TEXTO DO EXERCÍCIO
☆ ☆ ☆
Assim, interessa vermos como se organiza e alarga a influência católica entre as populações e no binómio Igreja/Estado.
Quando se proclamou a República, a Igreja tinha já oito séculos de ligações íntimas com a Coroa. Há centenas de anos que entrara no mundo dos negócios, comandava armadas e dominava a importação e a exportação. Mas não dispunha, à escala nacional, de uma rede caritativa organizada. Actos isolados de uma ou outra Misericórdia, deste ou daquele Hospício, pouco significavam politicamente.
A intervenção católica sistemática a três níveis interligados (Estado, Sociedade Civil, Mundo Empresarial) só começou a ser pensada em finais do século XIX, princípios do século XX, por reacção às grandes transformações sociais operadas, primeiro pelo mutualismo laico, depois pelo 5 de Outubro, finalmente pelo 25 de Abril. Pelo meio ficaram perto de 50 anos de repressão fascista durante os quais a Igreja Católica conservadora e reaccionária mas com a noção das exigências modernas, lançou âncoras onde muito bem quis e lhe apeteceu.
Actualmente, bem poderá dizer-se que o poder político em Portugal é subsidiário do poder oculto da Igreja. Os principais sistemas sociais do Estado
(desde a Segurança Social e do Trabalho ao sistemas do Ensino e da Saúde), foram desarticulados e sofreram os terríveis efeitos dos brutais cortes orçamentais. Em alternativa e com generosos subsídios estatais surgiu um verdadeiro império encoberto dirigido pelo cartel Igreja/capital e com livre trânsito em todo o território nacional. Clínicas e colégios privados em lugar de hospitais e escolas públicas, creches, lares para idosos, centros sociais, refeições para pobres, apoios à família, etc., tudo sob a direcção da igreja e com dinheiros vindos do Estado e das empresas privadas. Contam-se por milhares as iniciativas «filantrópicas» particulares, ainda que sem grande peso na suavização da miséria e do desemprego em Portugal. Mas, ampliadas pela publicidade que ensina a não pensar, estas acções servem para criar entre as camadas pobres, humildes mas conservadoras da população, a noção de uma total dependência e impotência colectiva. Os homens passam mas a pobreza fica, sempre presa à fatalidade das diferenças sociais entre os homens.
☆ ☆ ☆
TAREFA
Escreva a continuação do texto sobre a influência da Igreja Católica na sociedade portuguesa, começando logo após a sua última frase.
☆ ☆ ☆
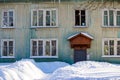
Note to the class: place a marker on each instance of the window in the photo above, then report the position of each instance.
(80, 18)
(111, 18)
(44, 18)
(43, 48)
(111, 47)
(7, 49)
(8, 19)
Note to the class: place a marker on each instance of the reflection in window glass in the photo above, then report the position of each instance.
(53, 48)
(118, 47)
(40, 17)
(34, 18)
(106, 48)
(47, 48)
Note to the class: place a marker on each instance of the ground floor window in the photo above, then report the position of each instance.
(111, 47)
(44, 48)
(7, 48)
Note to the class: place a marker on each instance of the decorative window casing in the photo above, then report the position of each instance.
(111, 47)
(8, 20)
(44, 48)
(7, 48)
(80, 18)
(111, 18)
(44, 18)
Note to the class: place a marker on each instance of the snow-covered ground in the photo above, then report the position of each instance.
(28, 69)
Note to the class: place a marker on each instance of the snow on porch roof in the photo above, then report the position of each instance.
(83, 33)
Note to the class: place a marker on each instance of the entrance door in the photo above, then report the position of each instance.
(80, 55)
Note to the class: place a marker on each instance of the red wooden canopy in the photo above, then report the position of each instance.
(80, 40)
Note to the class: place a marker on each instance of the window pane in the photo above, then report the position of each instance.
(83, 22)
(10, 48)
(47, 18)
(106, 48)
(47, 48)
(5, 48)
(53, 47)
(34, 48)
(77, 17)
(34, 23)
(10, 21)
(118, 47)
(111, 16)
(105, 18)
(111, 43)
(53, 21)
(40, 48)
(118, 18)
(40, 17)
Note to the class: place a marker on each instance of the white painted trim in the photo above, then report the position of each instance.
(86, 19)
(114, 15)
(111, 56)
(2, 40)
(2, 26)
(115, 47)
(83, 33)
(44, 43)
(44, 18)
(43, 56)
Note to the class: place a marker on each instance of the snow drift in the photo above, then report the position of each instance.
(88, 70)
(21, 70)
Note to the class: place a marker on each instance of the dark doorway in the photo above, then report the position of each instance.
(80, 55)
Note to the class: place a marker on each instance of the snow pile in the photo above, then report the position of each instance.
(88, 70)
(21, 70)
(50, 67)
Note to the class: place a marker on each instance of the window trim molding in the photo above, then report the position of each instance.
(43, 48)
(86, 14)
(115, 49)
(114, 14)
(9, 27)
(44, 18)
(2, 40)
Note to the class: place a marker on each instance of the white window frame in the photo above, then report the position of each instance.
(2, 26)
(2, 40)
(86, 19)
(115, 17)
(115, 47)
(44, 40)
(44, 17)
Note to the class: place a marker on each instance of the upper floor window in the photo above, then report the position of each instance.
(111, 18)
(7, 48)
(80, 18)
(44, 18)
(111, 47)
(44, 48)
(8, 19)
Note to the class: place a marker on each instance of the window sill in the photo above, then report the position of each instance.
(43, 56)
(8, 57)
(111, 26)
(80, 26)
(44, 27)
(114, 56)
(7, 27)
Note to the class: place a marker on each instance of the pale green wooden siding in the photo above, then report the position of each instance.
(22, 33)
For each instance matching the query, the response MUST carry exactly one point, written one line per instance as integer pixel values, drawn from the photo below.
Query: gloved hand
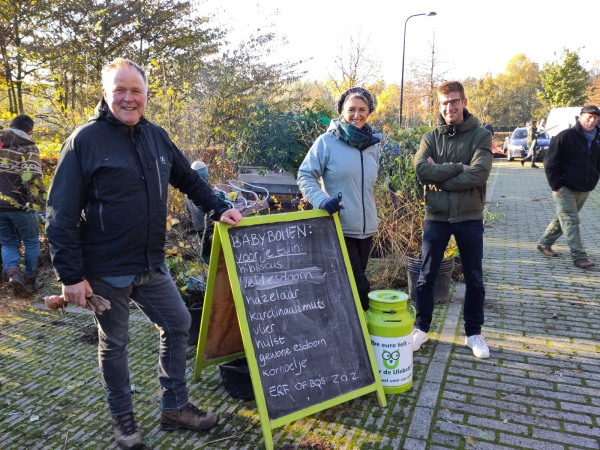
(331, 205)
(94, 303)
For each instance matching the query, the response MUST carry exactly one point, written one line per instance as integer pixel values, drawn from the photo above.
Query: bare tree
(355, 65)
(428, 73)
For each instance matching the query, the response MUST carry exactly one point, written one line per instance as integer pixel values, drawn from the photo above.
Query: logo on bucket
(390, 359)
(394, 359)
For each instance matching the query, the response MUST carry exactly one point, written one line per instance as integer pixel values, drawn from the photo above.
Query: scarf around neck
(358, 138)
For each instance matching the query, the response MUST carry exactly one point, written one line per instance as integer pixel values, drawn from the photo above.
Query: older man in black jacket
(106, 223)
(573, 169)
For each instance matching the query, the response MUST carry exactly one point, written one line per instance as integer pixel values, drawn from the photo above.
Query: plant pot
(441, 287)
(196, 314)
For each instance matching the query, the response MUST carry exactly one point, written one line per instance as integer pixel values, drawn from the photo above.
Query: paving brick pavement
(540, 389)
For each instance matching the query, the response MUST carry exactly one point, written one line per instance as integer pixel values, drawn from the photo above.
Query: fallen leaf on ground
☆ ☆ ☆
RESULTADO OBTIDO
São estes os objectivos da Igreja portuguesa, imobilista e encalhada no tempo.
Pena é que o espaço falte. Mas podíamos, para terminar, falar de raspão no caso do Banco Alimentar Contra a Fome, exemplo de uma IPSS «desinteressada» e católica. A organização afirma a finalidade de apenas servir os pobres. Recebe do Estado contribuições sob a forma de subsídios. Das grandes empresas, donativos e parte do excesso dos seus stoks. Do cidadão comum, aquilo que ele lhe puder oferecer. O Banco Alimentar orienta a sua actuação pelo princípio da conciliação de classes. É benéfica para o cidadão porque aplaca a revolta moral que a miséria lhe pode causar e lhe dá uma esmola. É positiva para as empresas, visto que escoa os seus excedentes e concorre para lhes aumentar as vendas. E é necessária ao Governo e à Igreja, dado que se substitui à acção social do Estado democrático, funciona com base no voluntariado e distribui as suas recolhas a partir de instituições piedosas tais como os centros paroquiais, as conferências vicentinas, as congregações e fundações católicas, as comunidades locais, as ATL, os lares de idosos, etc.
Toda esta rede é praticamente indetectável. O grande objectivo é condicionar as vontades, criando laços de necessidade submissa e de sujeição e convencendo os simples da inutilidade da mudança.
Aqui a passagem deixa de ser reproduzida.